* Task directions: Reproduce the part of the flying-anxiety passage starting with "Under-reacting may have" and going on through "becomes the expected.", word for word.

-- BEGIN Text passage --

12/10/2016 - Captain Bunn
Key To Confident Flying

An anxious flier needs to appreciate how rare it is that something goes wrong in airline flying. It takes about five million flights to produce one serious accident. Imagine dividing up a highway billboard into a grid with five-million little blocks. Then, fill in just one block. Imagine it filled with a photo of a crash. This single block would like like a fly speck — virtually nothing — compared with the whole billboard.

As dramatic as this is, it doesn’t change how an anxious flier feels. He or she can’t seem to maintain the one-in-five-million context. If something awful is possible, it can’t be kept contained in that single block. Instead, the image of that one crash takes over the whole billboard. Like the billboard in this example, this is the mind of an anxiety-prone person seems to work.

It is interesting how a single possibility of something awful easily becomes all encompassing. The patterns of thinking used by the anxiety-prone person goes back to early experience as the mind is developing.

Before a child masters the concept of time, when feeling pain, the child has no way to expect pain to go away. Even though the child doesn’t understand the first time – or even the fiftieth – at some point it works if the child in pain is consistently told, “Honey I know it hurts. I know. It feels awful. But it is going to go away. It is going to go away. In just a minute you are going to feel all better. It’s going to be all right. You are going to be all right. Here, let me hug you until you feel better. You’ll see.”

In time — if the parent is attuned to the child’s pain and is consistently while maintaining complete calm — the child gets the message: feelings don’t last; feelings go away; things can be painful, but pain is temporary.

A lot of us didn’t get that message. When we were hurt, instead of being given empathy and reassurance, there was either under-reaction, over-reaction, or indifference.

Under-reacting may have been, “Oh it doesn’t hurt; don’t be a baby.” Over-reaction might be hysteria because the parent is unable to deal with a child in pain. Indifference? Amazingly, research tells us that indifference is better than hysteria. A child has a better deal with its own distress than that plus the distress of a parent as well.

A child left to its own devices learns to deal with things. But the parent who over-reacts, teaches the child that everything is dangerous. This helps explain why disaster, no matter how remote, no matter how unreasonable, no matter how little evidence there is for it, becomes the expected.

Researchers in emotional regulation look at the “a-b-c” sequence. “A” stands for antecedent: what happens that causes a person to lose their cool. “C” stands for the consequence: the personal result. The important factor is what happens between “a” and “c”. “B”, the researchers say, stands for belief.

-- END Text passage --
-- BEGIN Dataset section --

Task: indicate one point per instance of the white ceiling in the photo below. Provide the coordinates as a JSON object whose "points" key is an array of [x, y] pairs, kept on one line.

-- END Dataset section --

* Task output:
Under-reacting may have been, “Oh it doesn’t hurt; don’t be a baby.” Over-reaction might be hysteria because the parent is unable to deal with a child in pain. Indifference? Amazingly, research tells us that indifference is better than hysteria. A child has a better deal with its own distress than that plus the distress of a parent as well.

A child left to its own devices learns to deal with things. But the parent who over-reacts, teaches the child that everything is dangerous. This helps explain why disaster, no matter how remote, no matter how unreasonable, no matter how little evidence there is for it, becomes the expected.